Problem requirements → Retype, word for word, every line of the records below starting at the one that contains "Target: sign hanging from ceiling" and ending at the one that contains "Target: woman shopper"; include both of those lines and nothing more.

Data extract →
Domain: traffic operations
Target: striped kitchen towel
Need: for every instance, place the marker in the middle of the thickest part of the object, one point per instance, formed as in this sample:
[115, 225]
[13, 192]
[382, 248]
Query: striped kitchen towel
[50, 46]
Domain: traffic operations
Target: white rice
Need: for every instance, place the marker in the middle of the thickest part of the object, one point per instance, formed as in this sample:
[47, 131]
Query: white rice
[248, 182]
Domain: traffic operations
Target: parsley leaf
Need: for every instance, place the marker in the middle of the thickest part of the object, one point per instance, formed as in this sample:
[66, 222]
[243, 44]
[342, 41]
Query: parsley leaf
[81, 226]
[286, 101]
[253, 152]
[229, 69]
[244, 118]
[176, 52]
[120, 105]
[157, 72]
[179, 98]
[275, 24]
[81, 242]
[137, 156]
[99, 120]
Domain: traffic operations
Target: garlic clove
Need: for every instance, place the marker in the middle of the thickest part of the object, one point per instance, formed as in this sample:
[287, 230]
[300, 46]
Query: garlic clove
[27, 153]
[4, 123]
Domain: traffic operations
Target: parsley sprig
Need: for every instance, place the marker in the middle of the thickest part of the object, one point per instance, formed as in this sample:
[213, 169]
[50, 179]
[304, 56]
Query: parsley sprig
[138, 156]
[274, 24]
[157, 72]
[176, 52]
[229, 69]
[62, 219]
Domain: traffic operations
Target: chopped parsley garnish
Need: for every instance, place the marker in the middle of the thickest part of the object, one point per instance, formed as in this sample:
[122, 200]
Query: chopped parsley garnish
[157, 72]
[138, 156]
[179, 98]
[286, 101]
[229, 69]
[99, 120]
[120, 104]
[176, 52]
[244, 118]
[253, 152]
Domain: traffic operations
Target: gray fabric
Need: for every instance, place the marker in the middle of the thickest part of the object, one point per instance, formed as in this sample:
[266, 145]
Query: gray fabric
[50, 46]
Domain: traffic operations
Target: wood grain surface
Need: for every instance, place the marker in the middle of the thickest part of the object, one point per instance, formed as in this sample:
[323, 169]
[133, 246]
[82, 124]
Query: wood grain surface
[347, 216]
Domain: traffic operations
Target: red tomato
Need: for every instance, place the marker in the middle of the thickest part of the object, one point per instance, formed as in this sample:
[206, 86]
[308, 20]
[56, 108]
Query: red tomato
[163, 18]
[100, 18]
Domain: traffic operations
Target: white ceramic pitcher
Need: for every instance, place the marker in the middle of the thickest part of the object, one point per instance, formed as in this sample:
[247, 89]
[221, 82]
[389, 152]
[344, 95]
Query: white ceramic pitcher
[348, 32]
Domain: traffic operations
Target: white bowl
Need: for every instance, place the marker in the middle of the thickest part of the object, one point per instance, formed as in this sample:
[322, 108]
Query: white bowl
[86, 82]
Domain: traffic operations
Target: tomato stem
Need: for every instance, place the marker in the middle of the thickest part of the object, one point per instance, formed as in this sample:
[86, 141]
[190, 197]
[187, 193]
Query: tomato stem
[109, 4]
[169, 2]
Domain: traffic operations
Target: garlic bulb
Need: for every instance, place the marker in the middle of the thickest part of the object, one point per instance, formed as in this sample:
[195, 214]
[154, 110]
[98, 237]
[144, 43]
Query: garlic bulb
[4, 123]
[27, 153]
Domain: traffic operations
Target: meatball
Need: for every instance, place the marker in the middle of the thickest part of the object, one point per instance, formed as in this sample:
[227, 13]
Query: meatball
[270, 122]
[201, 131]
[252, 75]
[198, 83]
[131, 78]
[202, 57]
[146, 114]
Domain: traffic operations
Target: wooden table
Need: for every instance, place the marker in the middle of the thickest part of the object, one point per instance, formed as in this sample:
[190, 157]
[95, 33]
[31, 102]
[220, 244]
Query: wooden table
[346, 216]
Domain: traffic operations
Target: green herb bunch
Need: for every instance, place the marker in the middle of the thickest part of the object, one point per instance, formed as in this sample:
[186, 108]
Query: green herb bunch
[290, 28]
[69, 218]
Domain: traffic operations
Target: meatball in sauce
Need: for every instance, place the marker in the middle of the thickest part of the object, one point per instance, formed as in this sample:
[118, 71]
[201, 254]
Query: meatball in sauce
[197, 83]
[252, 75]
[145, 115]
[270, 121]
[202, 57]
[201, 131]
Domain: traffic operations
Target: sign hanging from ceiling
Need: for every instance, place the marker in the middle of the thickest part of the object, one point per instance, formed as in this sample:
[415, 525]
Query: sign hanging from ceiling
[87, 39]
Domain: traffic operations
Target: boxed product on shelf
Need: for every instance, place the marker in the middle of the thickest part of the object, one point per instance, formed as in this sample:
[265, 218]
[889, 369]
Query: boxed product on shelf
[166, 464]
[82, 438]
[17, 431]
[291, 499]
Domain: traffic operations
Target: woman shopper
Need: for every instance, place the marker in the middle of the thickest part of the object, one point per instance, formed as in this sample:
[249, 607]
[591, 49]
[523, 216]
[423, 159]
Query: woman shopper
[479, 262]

==

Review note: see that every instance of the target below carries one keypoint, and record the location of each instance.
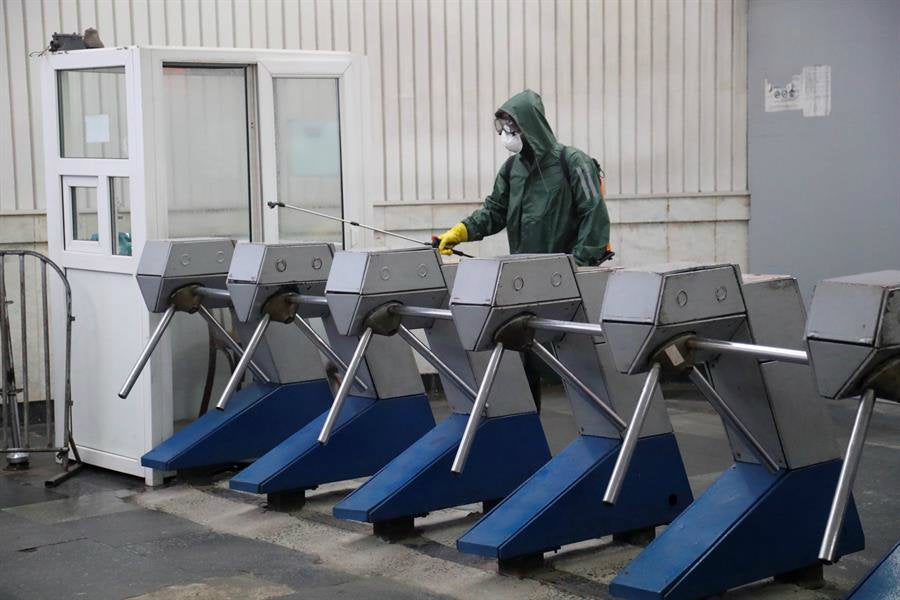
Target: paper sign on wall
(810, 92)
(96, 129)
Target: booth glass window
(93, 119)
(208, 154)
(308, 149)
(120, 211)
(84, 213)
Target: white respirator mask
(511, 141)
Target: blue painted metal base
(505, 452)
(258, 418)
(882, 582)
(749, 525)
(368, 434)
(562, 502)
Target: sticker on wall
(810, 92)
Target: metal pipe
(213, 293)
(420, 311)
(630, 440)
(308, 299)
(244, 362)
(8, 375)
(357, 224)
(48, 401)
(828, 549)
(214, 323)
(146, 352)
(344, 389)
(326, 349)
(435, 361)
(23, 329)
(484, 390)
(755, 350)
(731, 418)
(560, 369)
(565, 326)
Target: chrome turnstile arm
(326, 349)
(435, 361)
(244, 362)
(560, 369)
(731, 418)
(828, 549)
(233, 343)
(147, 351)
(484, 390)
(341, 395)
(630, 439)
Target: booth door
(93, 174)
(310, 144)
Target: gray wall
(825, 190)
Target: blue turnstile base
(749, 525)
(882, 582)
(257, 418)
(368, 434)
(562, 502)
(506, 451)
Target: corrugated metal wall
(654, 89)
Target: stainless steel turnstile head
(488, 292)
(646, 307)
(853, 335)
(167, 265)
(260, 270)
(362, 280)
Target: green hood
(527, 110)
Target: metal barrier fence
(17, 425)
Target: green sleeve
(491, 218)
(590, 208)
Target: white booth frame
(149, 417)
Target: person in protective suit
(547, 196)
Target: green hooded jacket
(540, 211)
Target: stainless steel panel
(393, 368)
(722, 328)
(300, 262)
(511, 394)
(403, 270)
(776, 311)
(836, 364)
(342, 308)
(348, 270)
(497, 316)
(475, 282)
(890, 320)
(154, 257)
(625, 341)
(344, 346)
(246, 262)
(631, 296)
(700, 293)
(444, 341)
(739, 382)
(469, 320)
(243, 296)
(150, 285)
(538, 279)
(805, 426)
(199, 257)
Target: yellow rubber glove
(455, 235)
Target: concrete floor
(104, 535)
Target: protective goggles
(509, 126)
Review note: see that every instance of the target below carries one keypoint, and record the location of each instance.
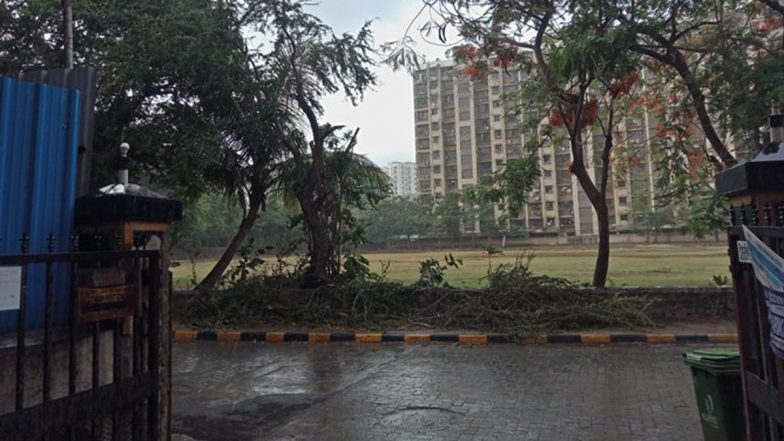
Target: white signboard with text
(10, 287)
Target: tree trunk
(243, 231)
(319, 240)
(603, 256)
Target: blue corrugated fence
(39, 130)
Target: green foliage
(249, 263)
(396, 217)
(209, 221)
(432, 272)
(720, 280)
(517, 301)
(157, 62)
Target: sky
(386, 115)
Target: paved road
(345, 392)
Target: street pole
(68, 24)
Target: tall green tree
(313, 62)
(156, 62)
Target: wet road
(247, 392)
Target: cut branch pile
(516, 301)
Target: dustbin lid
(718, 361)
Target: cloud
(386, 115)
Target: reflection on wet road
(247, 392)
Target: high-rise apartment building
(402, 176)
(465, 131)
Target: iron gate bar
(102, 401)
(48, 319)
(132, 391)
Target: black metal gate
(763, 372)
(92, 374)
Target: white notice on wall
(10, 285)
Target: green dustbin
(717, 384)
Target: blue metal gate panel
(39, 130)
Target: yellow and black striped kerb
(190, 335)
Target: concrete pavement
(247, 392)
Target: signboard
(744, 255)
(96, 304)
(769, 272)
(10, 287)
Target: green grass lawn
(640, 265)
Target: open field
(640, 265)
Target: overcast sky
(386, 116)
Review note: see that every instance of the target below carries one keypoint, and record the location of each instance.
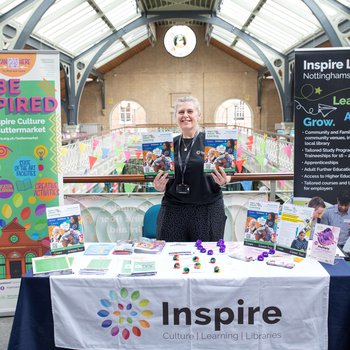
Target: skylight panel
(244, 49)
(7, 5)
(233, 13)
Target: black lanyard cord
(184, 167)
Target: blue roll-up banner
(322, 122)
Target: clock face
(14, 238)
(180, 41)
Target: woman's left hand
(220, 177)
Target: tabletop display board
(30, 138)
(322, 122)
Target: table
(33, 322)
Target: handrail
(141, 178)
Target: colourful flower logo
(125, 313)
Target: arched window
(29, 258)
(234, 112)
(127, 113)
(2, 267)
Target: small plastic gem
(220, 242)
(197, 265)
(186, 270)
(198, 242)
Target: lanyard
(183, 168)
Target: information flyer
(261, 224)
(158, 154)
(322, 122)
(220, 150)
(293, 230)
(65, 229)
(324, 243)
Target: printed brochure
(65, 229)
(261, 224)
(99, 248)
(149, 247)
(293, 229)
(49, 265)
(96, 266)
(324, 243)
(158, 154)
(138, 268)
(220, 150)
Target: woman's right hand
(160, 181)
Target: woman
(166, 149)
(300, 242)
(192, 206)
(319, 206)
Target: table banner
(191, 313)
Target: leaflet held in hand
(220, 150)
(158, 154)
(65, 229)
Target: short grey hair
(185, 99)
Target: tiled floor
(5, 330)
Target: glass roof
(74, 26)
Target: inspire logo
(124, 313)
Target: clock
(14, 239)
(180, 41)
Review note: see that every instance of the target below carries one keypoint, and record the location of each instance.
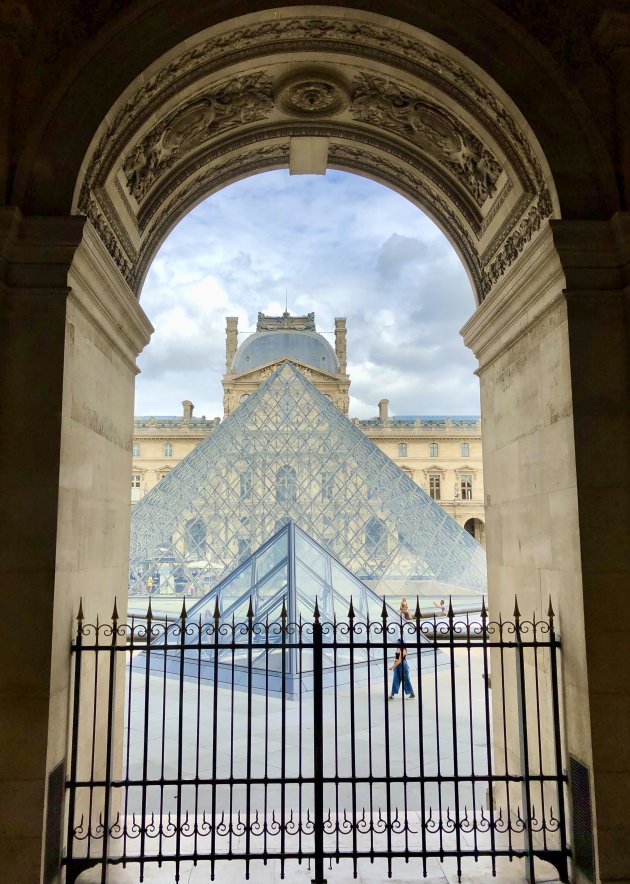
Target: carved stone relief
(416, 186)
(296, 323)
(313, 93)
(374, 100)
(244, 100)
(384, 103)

...

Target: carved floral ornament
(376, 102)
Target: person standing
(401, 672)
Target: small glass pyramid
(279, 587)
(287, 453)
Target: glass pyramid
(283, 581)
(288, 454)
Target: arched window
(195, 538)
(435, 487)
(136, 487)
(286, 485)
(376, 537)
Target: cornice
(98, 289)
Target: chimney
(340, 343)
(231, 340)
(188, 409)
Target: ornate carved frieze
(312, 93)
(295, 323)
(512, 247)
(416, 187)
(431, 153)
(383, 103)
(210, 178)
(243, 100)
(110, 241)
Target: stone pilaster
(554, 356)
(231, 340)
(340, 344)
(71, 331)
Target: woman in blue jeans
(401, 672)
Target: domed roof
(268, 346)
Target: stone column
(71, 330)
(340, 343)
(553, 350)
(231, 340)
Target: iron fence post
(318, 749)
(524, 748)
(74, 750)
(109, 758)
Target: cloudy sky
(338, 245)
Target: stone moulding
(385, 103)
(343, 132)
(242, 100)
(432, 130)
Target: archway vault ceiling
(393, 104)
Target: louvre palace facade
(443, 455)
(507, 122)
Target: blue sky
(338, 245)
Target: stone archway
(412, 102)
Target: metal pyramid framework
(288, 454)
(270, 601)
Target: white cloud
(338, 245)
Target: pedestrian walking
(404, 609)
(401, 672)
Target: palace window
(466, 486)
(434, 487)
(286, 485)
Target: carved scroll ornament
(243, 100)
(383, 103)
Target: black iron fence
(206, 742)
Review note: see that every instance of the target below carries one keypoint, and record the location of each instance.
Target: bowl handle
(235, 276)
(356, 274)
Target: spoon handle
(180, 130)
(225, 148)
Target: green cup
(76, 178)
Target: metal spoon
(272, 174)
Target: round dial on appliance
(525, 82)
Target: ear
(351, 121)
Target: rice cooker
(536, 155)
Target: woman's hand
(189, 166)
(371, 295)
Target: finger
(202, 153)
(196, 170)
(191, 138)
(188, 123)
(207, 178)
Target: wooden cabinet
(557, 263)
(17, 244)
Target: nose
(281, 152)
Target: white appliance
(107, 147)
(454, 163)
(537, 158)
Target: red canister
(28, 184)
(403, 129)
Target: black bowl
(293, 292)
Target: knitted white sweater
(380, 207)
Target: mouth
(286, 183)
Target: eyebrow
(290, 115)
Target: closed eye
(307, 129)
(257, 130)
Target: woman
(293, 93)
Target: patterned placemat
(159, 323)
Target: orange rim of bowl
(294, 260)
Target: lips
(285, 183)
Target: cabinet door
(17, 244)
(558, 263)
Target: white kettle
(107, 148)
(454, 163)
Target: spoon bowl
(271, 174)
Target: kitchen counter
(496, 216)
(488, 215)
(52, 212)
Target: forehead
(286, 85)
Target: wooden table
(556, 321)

Response below →
Target: sign hanging from ceiling
Need: for every instance, place the marker in the middle of the thickest part of the object, one point per instance, formed as in this sample:
[415, 525]
Query: sign hanging from ceiling
[87, 39]
Domain: traffic operations
Target: boxed product on shelf
Need: for every instance, place the marker in the middle of the thickest part of the object, one point per instance, formed as in this sample:
[265, 218]
[889, 369]
Query: boxed product on shelf
[166, 464]
[82, 438]
[17, 431]
[291, 499]
Domain: traffic operations
Target: woman shopper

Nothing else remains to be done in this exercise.